TEXT EXCERPT:

--- Begin ---

EricSearch()
Initialization Arguments:
-
data_name (string) (optional). To load an already trained dataset, provide a Hugging Face ID as a string or a path to directory that contains a EricSearch() dataset.
-
model_name (string) (optional): A Hugging Face ID or a path to a local embedding model. If data_name is provided, its value will be used unless it is overwritten with this parameter. The default is "sentence-transformers/all-MiniLM-L6-v2"
-
eric_ranker (EricRanker) (optional): An EricRanker object for information ranking.
from ericsearch import EricSearch, EricRanker
# For training: Initialize an empty dataset.
eric_search_0 = EricSearch(model_name="sentence-transformers/all-MiniLM-L6-v2")
# Load an existing dataset, stored either locally or on Hugging Face's Hub
# The value provided to "embedding_name" when the dataset was initialized will be loaded.
eric_search_1 = EricSearch(data_name="EricFillion/ericsearch-hello-world")
# Include a custom cross encoder. This model is not used for training, so it does not have to match the one that was initialized when the original dataset was trained.
eric_ranker = EricRanker(model_name="cross-encoder/ms-marco-MiniLM-L6-v2")
eric_search_2 = EricSearch(data_name="EricFillion/ericsearch-hello-world", eric_ranker=eric_ranker)
Call
-
text (string): Search query.
-
SearchCallArgs(): args object.
Where SearchCallArgs takes the following params:
-
limit (int) (1): Number of results
-
leaf_count (int) (32): The number of leaves that to search. Increase it to search for more relevant documents, at the cost of a slower search time.
-
ranker_count (int) (4): The number of documents that are sent to EricRanker() for information extraction. Increasing this greatly decreases speed but improves accuracy.
-
bs (int) (32): Batch size for EricRanker's call.

--- End ---

STORED DATA:

--- Begin ---

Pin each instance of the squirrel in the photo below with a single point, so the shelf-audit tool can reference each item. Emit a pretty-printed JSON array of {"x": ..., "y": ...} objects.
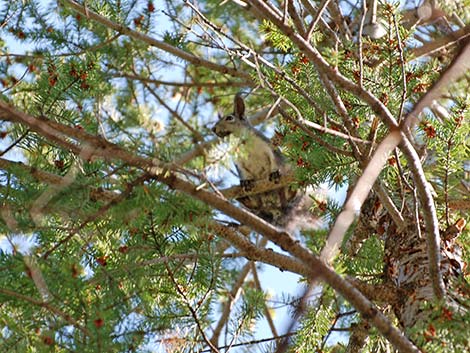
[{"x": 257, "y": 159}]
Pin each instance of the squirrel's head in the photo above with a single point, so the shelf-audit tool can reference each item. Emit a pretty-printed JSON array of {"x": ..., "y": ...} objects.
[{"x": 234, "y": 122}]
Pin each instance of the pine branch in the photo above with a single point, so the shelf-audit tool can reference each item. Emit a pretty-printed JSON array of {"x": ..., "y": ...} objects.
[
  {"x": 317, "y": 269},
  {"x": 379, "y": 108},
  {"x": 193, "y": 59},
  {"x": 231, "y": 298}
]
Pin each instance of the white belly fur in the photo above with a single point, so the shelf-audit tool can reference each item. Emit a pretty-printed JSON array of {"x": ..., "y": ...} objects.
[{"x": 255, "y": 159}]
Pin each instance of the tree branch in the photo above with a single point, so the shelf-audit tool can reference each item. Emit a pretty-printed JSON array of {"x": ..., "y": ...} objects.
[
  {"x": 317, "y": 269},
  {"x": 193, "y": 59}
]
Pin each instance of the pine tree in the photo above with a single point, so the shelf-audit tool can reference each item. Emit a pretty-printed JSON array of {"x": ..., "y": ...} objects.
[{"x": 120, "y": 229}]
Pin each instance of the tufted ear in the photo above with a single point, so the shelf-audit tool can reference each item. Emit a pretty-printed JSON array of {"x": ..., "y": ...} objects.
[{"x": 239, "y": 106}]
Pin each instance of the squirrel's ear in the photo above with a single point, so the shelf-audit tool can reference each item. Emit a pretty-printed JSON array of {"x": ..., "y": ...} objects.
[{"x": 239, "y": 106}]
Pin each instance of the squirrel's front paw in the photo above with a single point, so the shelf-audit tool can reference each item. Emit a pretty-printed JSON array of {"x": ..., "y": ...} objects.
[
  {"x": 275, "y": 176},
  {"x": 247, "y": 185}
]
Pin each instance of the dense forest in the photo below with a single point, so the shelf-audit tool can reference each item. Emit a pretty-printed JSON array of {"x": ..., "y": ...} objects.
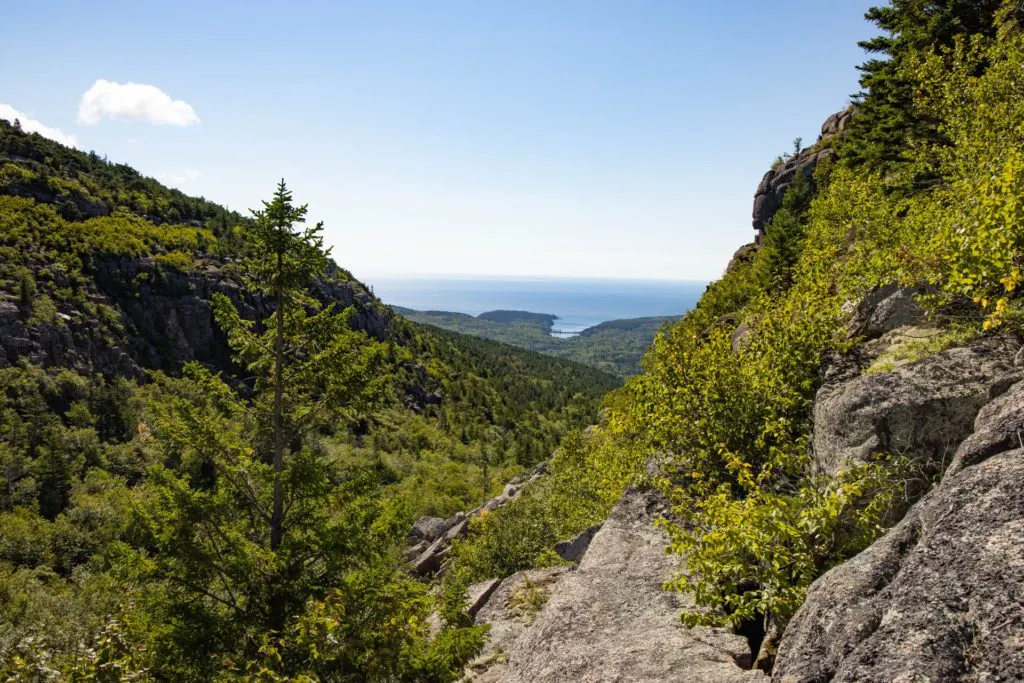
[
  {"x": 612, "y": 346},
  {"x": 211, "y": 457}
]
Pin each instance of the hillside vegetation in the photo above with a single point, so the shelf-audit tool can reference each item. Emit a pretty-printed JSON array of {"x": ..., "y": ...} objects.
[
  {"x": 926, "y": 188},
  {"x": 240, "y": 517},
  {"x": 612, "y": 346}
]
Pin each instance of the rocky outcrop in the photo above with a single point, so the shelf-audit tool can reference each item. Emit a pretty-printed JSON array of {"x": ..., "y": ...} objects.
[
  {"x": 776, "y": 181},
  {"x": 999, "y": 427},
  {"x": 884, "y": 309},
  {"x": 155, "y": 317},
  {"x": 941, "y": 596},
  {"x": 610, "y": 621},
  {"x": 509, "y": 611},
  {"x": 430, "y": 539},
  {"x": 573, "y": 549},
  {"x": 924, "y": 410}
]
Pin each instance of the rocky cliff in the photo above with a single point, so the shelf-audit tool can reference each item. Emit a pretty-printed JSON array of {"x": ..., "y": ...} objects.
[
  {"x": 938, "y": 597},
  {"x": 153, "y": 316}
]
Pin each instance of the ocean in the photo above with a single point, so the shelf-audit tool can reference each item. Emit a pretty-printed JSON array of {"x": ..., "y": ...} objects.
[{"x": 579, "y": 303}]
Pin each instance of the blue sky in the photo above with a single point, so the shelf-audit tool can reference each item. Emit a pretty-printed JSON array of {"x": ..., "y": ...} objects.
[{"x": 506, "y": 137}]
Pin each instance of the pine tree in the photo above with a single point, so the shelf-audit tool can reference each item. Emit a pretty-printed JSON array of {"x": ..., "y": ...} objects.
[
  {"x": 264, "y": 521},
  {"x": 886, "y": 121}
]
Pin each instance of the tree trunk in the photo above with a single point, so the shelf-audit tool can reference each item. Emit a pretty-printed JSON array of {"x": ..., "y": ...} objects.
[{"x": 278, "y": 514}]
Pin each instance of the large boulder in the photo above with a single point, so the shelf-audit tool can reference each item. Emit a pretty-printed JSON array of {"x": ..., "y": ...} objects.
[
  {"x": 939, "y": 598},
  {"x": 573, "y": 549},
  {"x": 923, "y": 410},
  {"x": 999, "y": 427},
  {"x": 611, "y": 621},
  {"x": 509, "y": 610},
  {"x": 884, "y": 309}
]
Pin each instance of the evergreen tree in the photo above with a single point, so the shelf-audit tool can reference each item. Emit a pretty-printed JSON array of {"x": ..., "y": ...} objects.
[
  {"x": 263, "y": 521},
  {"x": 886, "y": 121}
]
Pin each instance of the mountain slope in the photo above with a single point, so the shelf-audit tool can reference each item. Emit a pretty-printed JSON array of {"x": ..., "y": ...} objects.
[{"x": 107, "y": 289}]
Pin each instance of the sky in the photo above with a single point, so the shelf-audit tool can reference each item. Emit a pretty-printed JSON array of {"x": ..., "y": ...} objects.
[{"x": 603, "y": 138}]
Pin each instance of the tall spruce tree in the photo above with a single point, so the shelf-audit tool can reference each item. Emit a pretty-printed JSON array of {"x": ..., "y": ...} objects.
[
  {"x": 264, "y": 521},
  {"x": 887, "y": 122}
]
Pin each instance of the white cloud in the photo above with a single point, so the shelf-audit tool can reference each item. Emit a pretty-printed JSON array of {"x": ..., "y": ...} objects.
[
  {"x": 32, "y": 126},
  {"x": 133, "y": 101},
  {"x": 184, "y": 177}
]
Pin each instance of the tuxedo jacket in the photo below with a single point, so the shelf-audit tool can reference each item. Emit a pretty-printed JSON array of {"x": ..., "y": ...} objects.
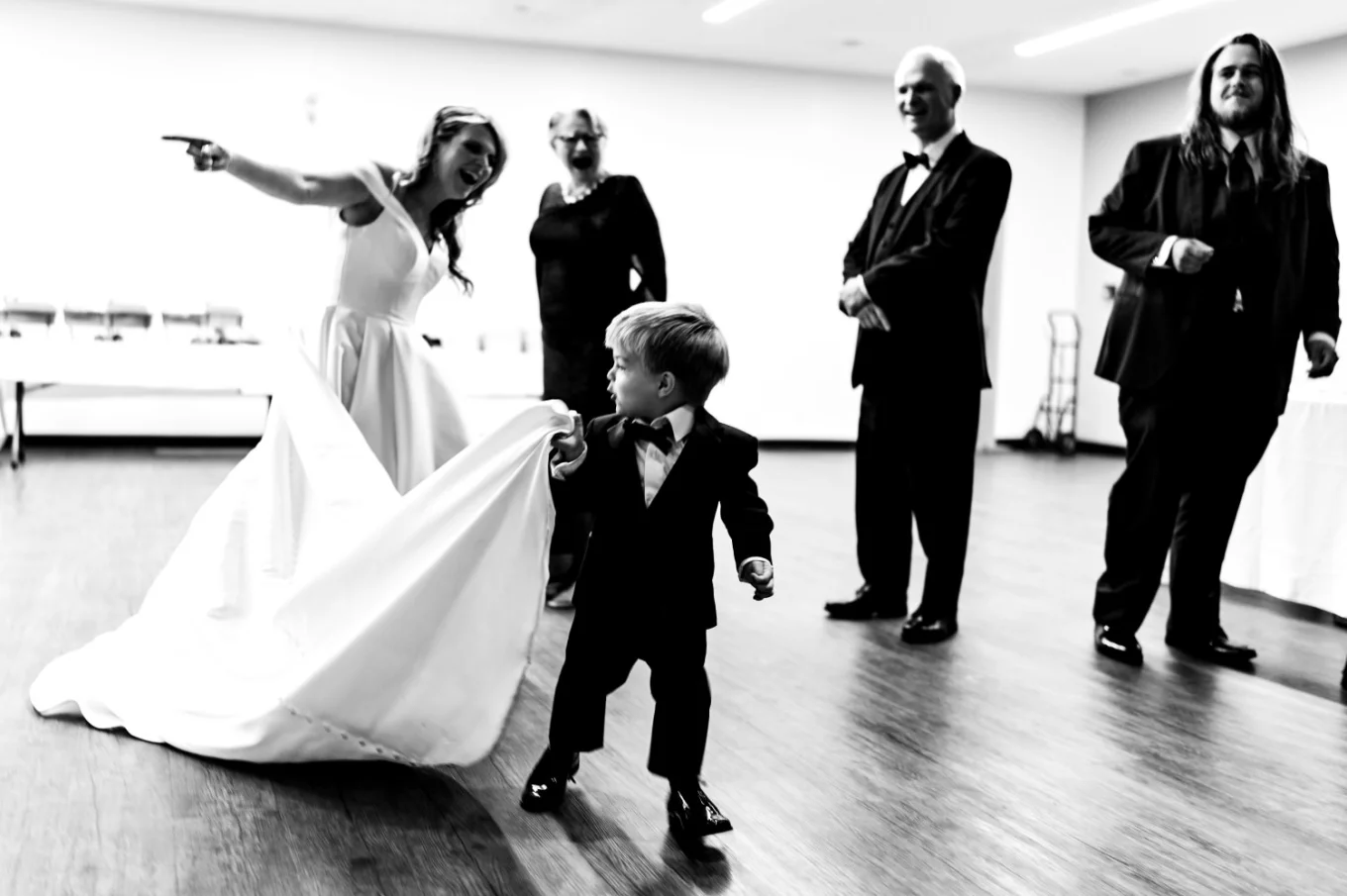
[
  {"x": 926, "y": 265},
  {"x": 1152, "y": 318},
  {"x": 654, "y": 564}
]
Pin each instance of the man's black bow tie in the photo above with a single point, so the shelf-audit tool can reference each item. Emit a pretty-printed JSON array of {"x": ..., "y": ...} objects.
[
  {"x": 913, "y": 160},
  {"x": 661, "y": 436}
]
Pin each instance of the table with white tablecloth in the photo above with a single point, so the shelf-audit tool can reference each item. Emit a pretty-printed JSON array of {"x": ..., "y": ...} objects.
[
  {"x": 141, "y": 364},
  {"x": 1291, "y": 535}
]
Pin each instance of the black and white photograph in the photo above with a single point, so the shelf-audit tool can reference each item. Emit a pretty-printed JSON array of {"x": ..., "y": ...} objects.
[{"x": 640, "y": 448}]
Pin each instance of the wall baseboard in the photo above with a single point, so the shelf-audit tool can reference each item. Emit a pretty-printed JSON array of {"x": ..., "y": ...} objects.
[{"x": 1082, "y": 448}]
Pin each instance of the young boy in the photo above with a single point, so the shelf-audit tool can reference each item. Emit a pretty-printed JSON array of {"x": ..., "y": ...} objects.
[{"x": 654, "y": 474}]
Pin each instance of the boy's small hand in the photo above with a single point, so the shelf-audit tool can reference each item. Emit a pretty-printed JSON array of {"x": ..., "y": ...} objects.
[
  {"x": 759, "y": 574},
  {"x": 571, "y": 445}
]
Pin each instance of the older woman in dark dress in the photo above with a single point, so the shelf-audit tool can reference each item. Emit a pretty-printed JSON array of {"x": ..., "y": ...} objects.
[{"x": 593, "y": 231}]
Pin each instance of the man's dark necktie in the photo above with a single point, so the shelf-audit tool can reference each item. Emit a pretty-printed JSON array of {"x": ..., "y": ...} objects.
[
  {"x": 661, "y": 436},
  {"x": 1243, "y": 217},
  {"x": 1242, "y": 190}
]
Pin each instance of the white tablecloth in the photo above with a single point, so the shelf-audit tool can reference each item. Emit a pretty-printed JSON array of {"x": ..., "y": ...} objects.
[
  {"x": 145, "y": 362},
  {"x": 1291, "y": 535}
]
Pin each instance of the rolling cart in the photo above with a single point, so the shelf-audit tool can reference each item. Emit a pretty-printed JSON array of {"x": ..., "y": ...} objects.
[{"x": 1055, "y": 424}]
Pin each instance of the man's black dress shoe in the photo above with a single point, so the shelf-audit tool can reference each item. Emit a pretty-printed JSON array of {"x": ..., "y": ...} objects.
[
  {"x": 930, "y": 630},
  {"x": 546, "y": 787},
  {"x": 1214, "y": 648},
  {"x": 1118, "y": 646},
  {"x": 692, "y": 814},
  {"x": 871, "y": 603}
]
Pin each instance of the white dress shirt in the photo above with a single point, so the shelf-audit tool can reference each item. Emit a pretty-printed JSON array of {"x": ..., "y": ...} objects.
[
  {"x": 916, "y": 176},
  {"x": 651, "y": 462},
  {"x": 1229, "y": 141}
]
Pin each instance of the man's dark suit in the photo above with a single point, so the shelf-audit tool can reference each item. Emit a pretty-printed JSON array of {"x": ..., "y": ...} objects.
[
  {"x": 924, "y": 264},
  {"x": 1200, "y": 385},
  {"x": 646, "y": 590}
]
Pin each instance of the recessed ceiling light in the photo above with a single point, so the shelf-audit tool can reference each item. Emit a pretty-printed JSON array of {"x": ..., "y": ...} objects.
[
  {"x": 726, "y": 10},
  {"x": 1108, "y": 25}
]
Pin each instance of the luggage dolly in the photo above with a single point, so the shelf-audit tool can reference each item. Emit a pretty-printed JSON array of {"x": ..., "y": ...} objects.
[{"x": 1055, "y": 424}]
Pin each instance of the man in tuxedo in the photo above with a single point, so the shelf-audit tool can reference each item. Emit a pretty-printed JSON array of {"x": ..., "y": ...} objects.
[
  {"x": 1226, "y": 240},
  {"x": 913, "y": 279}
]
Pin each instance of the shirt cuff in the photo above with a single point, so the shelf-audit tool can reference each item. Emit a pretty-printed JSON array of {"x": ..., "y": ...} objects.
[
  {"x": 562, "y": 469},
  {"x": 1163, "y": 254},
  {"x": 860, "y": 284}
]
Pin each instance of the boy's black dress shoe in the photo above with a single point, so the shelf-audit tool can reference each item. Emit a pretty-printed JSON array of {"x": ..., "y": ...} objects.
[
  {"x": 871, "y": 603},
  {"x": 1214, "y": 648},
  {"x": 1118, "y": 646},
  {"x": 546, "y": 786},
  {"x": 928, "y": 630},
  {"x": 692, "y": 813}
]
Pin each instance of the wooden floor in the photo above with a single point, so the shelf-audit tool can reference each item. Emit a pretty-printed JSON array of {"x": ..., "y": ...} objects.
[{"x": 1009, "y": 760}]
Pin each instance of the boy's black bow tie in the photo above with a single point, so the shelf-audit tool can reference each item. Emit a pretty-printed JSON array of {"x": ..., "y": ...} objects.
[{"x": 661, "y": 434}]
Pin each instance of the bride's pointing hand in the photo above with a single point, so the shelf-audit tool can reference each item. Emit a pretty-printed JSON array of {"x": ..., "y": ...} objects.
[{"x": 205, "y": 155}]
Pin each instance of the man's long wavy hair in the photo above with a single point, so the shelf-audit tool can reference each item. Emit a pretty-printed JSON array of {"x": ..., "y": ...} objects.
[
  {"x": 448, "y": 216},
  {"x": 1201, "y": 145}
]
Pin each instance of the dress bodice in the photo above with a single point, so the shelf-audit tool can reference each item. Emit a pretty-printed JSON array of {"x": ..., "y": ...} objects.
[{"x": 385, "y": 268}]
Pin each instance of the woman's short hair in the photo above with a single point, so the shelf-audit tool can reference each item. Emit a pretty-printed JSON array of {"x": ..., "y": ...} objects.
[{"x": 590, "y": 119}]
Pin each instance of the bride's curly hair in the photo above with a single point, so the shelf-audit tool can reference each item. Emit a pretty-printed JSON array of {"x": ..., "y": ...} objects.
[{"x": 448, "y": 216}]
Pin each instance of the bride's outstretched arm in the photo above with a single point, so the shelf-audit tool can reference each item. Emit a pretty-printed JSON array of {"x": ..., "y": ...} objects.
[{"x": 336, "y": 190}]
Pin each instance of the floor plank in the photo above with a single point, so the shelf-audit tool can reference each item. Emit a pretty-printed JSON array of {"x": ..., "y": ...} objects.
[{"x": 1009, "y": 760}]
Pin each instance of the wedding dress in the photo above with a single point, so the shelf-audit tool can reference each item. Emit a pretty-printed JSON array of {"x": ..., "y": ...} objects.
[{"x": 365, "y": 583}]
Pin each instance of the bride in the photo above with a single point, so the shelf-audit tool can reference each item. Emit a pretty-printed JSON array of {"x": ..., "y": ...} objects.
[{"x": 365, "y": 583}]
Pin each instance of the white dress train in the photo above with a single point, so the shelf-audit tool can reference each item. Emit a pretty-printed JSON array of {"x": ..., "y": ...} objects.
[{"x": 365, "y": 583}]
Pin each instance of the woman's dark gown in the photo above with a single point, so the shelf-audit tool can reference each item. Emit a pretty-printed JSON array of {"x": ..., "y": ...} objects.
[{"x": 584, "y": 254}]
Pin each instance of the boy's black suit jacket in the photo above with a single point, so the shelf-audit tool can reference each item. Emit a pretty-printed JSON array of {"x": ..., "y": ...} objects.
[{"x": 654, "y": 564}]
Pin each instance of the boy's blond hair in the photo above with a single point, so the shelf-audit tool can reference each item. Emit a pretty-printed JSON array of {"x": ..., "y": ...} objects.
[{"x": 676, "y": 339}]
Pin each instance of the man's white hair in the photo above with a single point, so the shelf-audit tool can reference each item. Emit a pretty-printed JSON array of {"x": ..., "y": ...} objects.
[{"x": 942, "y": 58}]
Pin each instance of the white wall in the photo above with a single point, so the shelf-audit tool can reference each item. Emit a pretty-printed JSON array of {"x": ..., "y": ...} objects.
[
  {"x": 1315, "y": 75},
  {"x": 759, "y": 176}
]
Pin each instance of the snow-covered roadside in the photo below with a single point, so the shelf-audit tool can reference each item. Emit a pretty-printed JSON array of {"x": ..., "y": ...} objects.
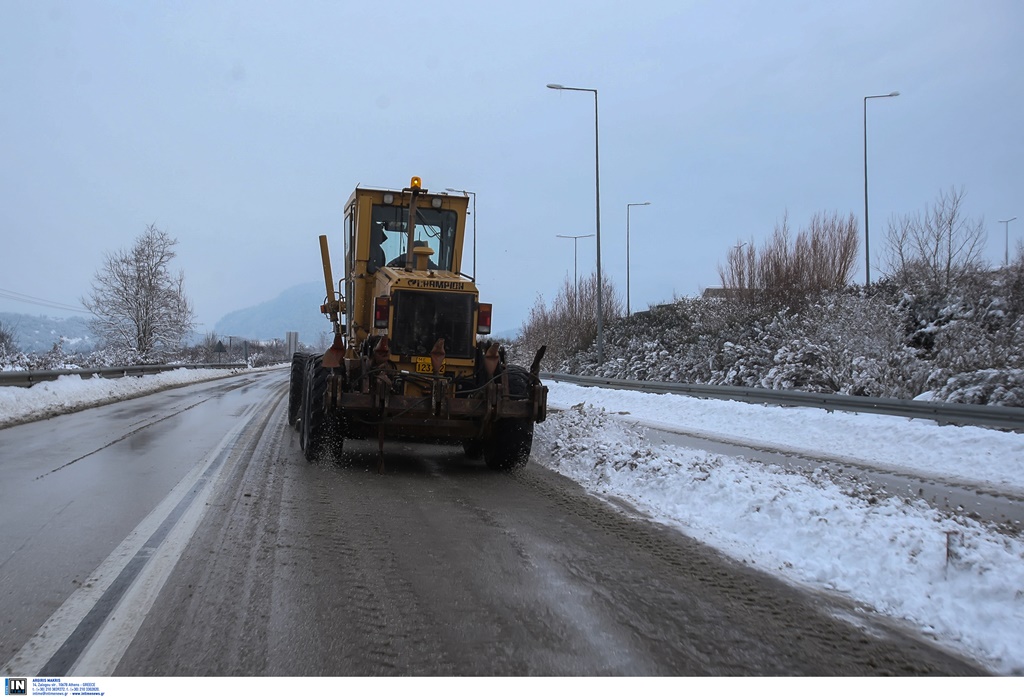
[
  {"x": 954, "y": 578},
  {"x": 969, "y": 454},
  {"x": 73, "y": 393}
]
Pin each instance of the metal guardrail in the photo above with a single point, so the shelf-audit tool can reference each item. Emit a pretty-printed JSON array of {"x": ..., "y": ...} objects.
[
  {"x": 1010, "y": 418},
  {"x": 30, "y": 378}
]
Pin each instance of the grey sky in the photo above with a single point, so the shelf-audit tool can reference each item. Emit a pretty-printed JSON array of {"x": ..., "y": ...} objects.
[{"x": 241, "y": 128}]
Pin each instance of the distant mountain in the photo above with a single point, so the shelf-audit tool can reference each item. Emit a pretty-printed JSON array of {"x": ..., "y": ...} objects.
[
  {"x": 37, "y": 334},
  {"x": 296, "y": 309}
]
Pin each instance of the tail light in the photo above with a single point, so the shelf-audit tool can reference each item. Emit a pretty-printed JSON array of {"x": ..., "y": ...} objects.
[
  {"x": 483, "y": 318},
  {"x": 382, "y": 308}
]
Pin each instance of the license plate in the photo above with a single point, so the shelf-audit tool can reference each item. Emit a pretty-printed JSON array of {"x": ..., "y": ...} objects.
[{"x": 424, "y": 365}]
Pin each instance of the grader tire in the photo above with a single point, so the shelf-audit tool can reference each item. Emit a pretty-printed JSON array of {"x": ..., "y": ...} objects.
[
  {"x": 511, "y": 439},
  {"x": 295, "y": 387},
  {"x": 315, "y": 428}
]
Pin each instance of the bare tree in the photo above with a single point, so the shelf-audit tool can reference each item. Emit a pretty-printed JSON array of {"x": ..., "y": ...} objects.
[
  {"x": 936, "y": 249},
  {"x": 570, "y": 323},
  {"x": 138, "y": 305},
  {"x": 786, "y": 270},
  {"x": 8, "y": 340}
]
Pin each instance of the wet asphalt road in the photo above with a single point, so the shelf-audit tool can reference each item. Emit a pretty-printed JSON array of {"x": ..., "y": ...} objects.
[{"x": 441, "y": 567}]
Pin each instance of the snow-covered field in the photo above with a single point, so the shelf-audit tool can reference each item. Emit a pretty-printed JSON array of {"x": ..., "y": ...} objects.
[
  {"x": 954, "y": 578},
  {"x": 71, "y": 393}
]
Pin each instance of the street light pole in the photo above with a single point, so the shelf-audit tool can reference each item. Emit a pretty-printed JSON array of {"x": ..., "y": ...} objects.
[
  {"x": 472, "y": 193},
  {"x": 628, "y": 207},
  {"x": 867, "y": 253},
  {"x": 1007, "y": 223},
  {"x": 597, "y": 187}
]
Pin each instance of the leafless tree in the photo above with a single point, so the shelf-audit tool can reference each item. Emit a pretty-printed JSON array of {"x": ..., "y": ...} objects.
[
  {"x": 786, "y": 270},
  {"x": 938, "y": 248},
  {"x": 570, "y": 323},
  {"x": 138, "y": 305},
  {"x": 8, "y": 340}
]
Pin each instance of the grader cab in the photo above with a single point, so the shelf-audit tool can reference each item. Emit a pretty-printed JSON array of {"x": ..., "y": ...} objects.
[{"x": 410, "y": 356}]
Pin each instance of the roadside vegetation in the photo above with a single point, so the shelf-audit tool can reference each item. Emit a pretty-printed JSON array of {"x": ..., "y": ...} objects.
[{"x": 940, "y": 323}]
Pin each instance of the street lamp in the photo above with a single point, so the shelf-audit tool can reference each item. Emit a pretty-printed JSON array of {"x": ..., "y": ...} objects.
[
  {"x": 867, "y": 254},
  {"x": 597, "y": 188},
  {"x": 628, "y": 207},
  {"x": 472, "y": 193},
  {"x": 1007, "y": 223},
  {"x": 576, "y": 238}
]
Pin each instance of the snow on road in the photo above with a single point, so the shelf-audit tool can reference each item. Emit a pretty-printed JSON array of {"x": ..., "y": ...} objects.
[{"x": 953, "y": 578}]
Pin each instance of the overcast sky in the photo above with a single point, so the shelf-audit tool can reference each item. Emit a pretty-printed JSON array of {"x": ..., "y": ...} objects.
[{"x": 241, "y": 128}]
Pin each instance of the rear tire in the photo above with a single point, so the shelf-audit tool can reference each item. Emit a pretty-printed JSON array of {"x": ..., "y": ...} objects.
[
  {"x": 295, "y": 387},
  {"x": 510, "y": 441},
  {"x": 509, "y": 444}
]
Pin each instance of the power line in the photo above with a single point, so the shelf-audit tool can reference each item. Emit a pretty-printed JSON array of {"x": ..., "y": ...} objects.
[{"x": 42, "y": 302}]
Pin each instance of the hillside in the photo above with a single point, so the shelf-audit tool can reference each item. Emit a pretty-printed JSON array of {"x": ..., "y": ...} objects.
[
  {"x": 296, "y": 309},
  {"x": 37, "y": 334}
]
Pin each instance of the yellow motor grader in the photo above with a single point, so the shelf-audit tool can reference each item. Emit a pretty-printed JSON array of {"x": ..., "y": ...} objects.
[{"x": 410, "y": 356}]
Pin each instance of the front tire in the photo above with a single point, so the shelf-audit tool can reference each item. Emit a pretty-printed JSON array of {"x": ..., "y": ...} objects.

--- End ---

SET TASKS:
#1 Reproduce the stretch of the EricSearch documentation from "# Include a" through "(string): Search query.".
#2 Answer these questions from the EricSearch documentation:
(a) What is the default value of model_name?
(b) What is the default leaf_count in SearchCallArgs?
(c) What is the default ranker_count in SearchCallArgs?
#3 Continue the EricSearch documentation from where it stops.

RESULTS BY TASK:
#1
# Include a custom cross encoder. This model is not used for training, so it does not have to match the one that was initialized when the original dataset was trained.
eric_ranker = EricRanker(model_name="cross-encoder/ms-marco-MiniLM-L6-v2")
eric_search_2 = EricSearch(data_name="EricFillion/ericsearch-hello-world", eric_ranker=eric_ranker)
Call
-
text (string): Search query.

#2
(a) "sentence-transformers/all-MiniLM-L6-v2"
(b) 32
(c) 4

#3
from ericsearch import EricSearch, SearchCallArgs, RankerCallArgs
eric_search = EricSearch(data_name="EricFillion/ericsearch-hello-world")
args = SearchCallArgs(limit=2, leaf_count=32, ranker_count=4, bs=32)
result = eric_search("42", args=args)
print(result[0].text) # str
print(result[0].best_sentence) # str
print(result[0].metadata) # dict
The result is a list containing HDResult object, where the number returned is determined by limit. Each HDResult contains the following parameters:
-
text: Typically a pargraph for the most relevant text.
-
best_sentence: The sentence with the highest score for the text parameter.
-
metadata: Any metadata provides during training that relates to the text parameter.
Train
JSONL Format
The training data is provided as JSONL files with the following fields:
-
text: A string that contains the text data for the case.
-
metadata (optional): A dictionary that contains metadata for the specific case. Each metadata dictionary unique keys.
{"text": "TEXT 0 ", "metadata": {"id": 0, "other_data": "text"}}
{"text": "TEXT 1 ", "metadata": {}}
{"text": "TEXT 1 "}
Code
EricSearch's .train() method takes the following parameters:
- train_path (str): A path to aa JSONL file or a directory that contains JSONL files formatted properly.
import json
from ericsearch import EricSearch, SearchTrainArgs
eric_search = EricSearch()
train_path = "train.jsonl"
train_data = []
for i in range(0, 100):
train_data.append({"text": f"This is a sample train case {i}", "metadata": {"number": i}})
with open(train_path, "w", encoding="utf-8") as f:
for train_case in train_data:
f.write(json.dumps(train_case) + "\n")
args = SearchTrainArgs(leaf_size=4)
eric_search.train(train_path=train_path, args=args)
d = eric_search("42")
print(d[0].text)
Push to Hugging Face's Hub
Use EricSearch's push method to push to Hugging Face's Hub. It has the following parameters:
-
repo_id (str) (required): The Hugging Face ID
-
private (bool) (True): Repository's visibility. When True a private repository is made, when False it's public.
-
bs (int) (4): Number of files that are pushed per commit.
-
branch (str) (main): What branch to push to
-
overwrite (bool) (False): Overwrite files in the Hugging Face repo.
from ericsearch import EricSearch
out_dir = 'data/eric_search'
# load from the out_dir from training
eric_search = EricSearch(data_name=out_dir)
eric_search.push(repo_id={REPO ID GOES HERE}, private=True, bs=4)